WRITTEN PROBLEM 1 → Name every publication that, according to the Birds of Clay blurb, has published Aleksandra Lane's poems.
WRITTEN PROBLEM 2 → Quote the Birds of Clay blurb from "NZ Listener top" up to and including "to New Zealand.".
WRITTEN PROBLEM 3 → For each statement, say yes or no according to the Birds of Clay blurb, and quote the words that decide it: (a) Aleksandra Lane moved to New Zealand in 1996. (b) Birds of Clay is her second book in English. (c) She completed her MA in Creative Writing at Massey University.

DOCUMENT →
>> Begin

NZ Listener top 100 pick, 2012.

This striking first collection (in English) mixes powerful lyrics, Serbian proverbs and literary experiments, and moves from the Balkan wars to New Zealand.

Birds of Clay flies from the northern to the southern hemisphere, bringing with it a suitcase full of edgy Balkan politics and surrealism. Aleksandra Lane is no fly-by-night writer in exile, though: while vividly remembering where they’ve come from, her words are busy putting down roots and tasting the soil on this side of the planet.  They occupy the bittersweet zone between crossfire and desire, and have their sights trained on the moments when passion and compassion fall short of their target. Poignant and fierce, these are poems that surprise at every turn. – CHRIS PRICE

Birds of Clay is Aleksandra Lane’s first book in English, after two published in Serbian. Aleks moved to New Zealand in 1996, and completed her MA in Creative Writing at Victoria University’s Institute of Modern Letters in 2010, receiving the Biggs Poetry Prize. Her poems have been published in Jacket2, Sport, Turbine, Takahe, Snorkel, Side Stream and Swamp. She lives in Wellington and is studying for a PhD in English at Massey University.

>> End

DATASET ENTRIES →
>> Begin

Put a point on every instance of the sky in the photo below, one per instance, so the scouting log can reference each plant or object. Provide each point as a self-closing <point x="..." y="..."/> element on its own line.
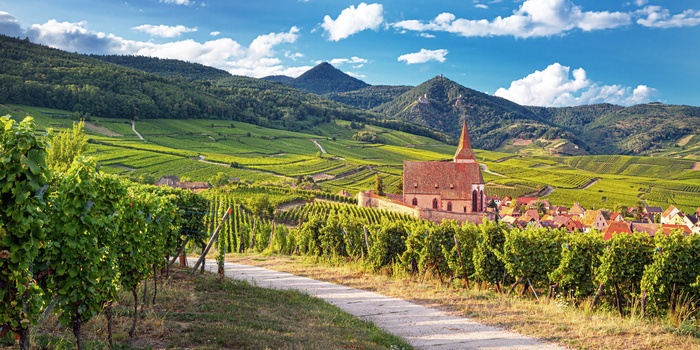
<point x="533" y="52"/>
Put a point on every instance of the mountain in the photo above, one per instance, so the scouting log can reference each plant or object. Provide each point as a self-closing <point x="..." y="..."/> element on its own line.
<point x="443" y="104"/>
<point x="166" y="67"/>
<point x="612" y="129"/>
<point x="322" y="79"/>
<point x="369" y="97"/>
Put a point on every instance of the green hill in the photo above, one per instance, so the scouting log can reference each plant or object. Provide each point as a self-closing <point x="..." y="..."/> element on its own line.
<point x="442" y="104"/>
<point x="369" y="97"/>
<point x="166" y="67"/>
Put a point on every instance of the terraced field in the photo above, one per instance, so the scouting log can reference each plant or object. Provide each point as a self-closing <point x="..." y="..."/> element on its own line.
<point x="199" y="149"/>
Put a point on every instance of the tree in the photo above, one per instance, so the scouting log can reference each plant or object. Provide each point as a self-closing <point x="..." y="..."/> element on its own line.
<point x="220" y="179"/>
<point x="65" y="147"/>
<point x="379" y="184"/>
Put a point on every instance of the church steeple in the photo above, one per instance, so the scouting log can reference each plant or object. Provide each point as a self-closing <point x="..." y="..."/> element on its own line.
<point x="464" y="149"/>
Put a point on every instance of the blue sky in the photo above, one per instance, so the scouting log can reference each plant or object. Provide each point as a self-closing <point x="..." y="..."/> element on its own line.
<point x="534" y="52"/>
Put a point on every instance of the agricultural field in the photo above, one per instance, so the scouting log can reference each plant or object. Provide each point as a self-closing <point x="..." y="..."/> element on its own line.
<point x="199" y="149"/>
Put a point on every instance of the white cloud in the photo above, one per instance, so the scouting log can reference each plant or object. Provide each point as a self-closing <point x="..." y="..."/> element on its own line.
<point x="655" y="16"/>
<point x="352" y="60"/>
<point x="259" y="59"/>
<point x="353" y="20"/>
<point x="424" y="56"/>
<point x="178" y="2"/>
<point x="9" y="25"/>
<point x="553" y="87"/>
<point x="164" y="31"/>
<point x="534" y="18"/>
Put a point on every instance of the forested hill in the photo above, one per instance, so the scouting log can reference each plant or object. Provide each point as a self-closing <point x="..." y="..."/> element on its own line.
<point x="322" y="79"/>
<point x="442" y="104"/>
<point x="40" y="76"/>
<point x="166" y="67"/>
<point x="611" y="129"/>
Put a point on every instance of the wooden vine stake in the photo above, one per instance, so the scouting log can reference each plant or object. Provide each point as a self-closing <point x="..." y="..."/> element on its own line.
<point x="459" y="254"/>
<point x="211" y="241"/>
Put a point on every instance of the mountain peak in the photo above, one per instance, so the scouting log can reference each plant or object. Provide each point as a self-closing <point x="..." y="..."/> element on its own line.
<point x="325" y="78"/>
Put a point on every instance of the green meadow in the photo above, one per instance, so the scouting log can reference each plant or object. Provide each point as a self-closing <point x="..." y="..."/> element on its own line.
<point x="199" y="149"/>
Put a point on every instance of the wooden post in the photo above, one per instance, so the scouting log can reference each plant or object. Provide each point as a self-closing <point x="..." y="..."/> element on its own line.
<point x="211" y="241"/>
<point x="461" y="261"/>
<point x="179" y="253"/>
<point x="364" y="229"/>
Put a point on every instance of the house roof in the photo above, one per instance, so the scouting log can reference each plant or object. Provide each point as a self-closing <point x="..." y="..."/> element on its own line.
<point x="589" y="217"/>
<point x="464" y="148"/>
<point x="577" y="209"/>
<point x="651" y="229"/>
<point x="654" y="210"/>
<point x="669" y="211"/>
<point x="668" y="228"/>
<point x="448" y="179"/>
<point x="616" y="227"/>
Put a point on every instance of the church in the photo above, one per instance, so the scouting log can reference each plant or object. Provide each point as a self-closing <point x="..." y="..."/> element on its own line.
<point x="456" y="186"/>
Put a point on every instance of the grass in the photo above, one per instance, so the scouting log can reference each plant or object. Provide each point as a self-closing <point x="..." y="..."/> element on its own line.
<point x="202" y="312"/>
<point x="551" y="320"/>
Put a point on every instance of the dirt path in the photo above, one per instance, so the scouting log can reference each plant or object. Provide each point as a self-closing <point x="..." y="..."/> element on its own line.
<point x="590" y="183"/>
<point x="423" y="327"/>
<point x="133" y="127"/>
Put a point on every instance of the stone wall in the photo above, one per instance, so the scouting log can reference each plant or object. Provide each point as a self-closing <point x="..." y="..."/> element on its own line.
<point x="371" y="200"/>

>> End

EXERCISE OUTPUT 1 → Jacket2, Sport, Turbine, Takahe, Snorkel, Side Stream, Swamp

EXERCISE OUTPUT 2 →
NZ Listener top 100 pick, 2012.

This striking first collection (in English) mixes powerful lyrics, Serbian proverbs and literary experiments, and moves from the Balkan wars to New Zealand.

EXERCISE OUTPUT 3 →
(a) Yes: "Aleks moved to New Zealand in 1996"
(b) No: "Birds of Clay is Aleksandra Lane’s first book in English"
(c) No: "completed her MA in Creative Writing at Victoria University’s Institute of Modern Letters in 2010"